Written exercise 1: In the news transcript on the European debt crisis, how long does Ian Bremmer say the crisis will be discussed?
Written exercise 2: Continue the news transcript on the European debt crisis from its final sentence.

Text section:
** BEGIN **
IAN BREMMER, PRESIDENT, EUROASIA GROUP: Well, it can't subside for quite a while and in part that's part of the plan. If you're Germany right now or if you're France, the core European states or you're the European institutions, you know that the only way you end up fixing European institutions is by continuing to use market pressure to ensure that austerity continues.

So you can't write a check. We're talking to Angela Merkel last year at Davos. She was basically saying that, you know, the only day that she really has leverage is right before she actually cuts the check.

Everyone understands that. So it's not going to be a German marshal plan. This isn't the post-war environment. You have to change European institutions. This is not just a matter of weeks or months. We're going to be talking about this European crisis frankly for more than another year.

ROMANS: You know, John King, what does that mean for the president and his hopes for re-election? Because every minute we're talking about Greece is a minute we're not talking about the fact that jobs market in this country is still pretty blah. Does it have any bearing on a president who is going to be soon if not already in campaign mode?

KING: It has dramatic bearing. He is in campaign mode. He is trying to do two jobs at once, be president and be a candidate for re- election. Just look what has happened in recent days. Greece announces it has a plan, the markets in the United States rally. Then the prime minister says wait, I'm going to have a referendum, the markets in the United States go down.

Europe appears to get a deal, up, down, up, down. What you just went through Ian, you know, Italy, Spain, Portugal, and so on. So if we're going to have this roller coaster heading into a presidential election year, you'll have volatility in the markets.
** END **
Data segment:
** BEGIN **
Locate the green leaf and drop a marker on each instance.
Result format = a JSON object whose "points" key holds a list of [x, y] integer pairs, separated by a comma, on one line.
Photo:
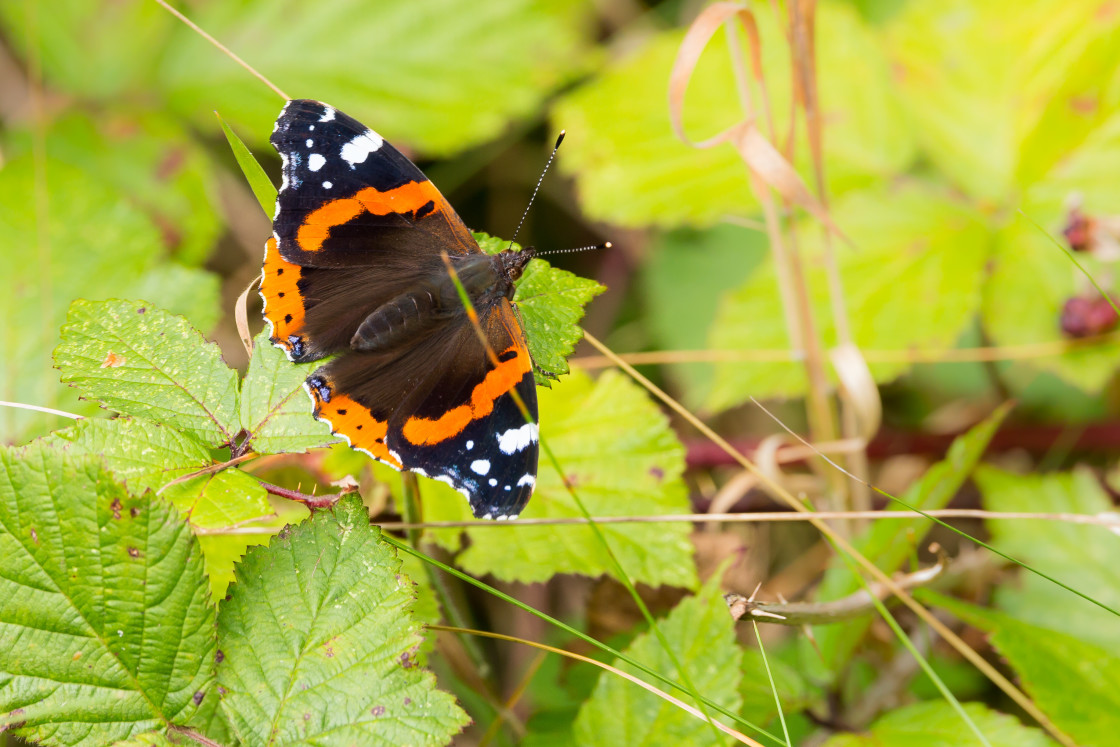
{"points": [[977, 104], [938, 725], [260, 183], [324, 615], [274, 409], [758, 706], [682, 279], [147, 158], [142, 454], [449, 73], [141, 361], [618, 451], [225, 498], [631, 169], [1085, 557], [1073, 681], [104, 627], [702, 635], [551, 304], [913, 280], [98, 244], [889, 543], [193, 293]]}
** END **
Final result 1: For more than another year.

Final result 2:
You'll have uncertainty in the economy. We know Ben Bernanke just said this week persistently high perhaps 8.5 percent to 8.7 percent unemployment by the time the president seeks re-election.

This is the number one issue in the country. It is for him as a leader and it is for the voters. The voters after being promised things would get better after being promised the stimulus plan would help, you can't blame it all on the president.

But guess what, when you're president of the United States running for re-election in a tough economy, you take a hit and this is a very, very steep hill for him right now.

ROMANS: You know, there are any steps that the administration or the president should be taking right now to best position our economy for possible fallout from Europe?

I mean, on the one hand, the U.S. can't also go there and say you should do this, because we're still blamed for the financial crisis in 2008. We don't have the moral authority we once had on these issues.

BREMMER: Well, the U.S. also doesn't have moral authority on social dissolution. I mean, you know, I thought that Sarkozy's speech at the Cannes G-20 meeting talking about the fact that any plan that comes from the IMF is going to take into account the fact that people are hurting on the ground is absolutely a reflection of "Occupy Wall Street" in the United States.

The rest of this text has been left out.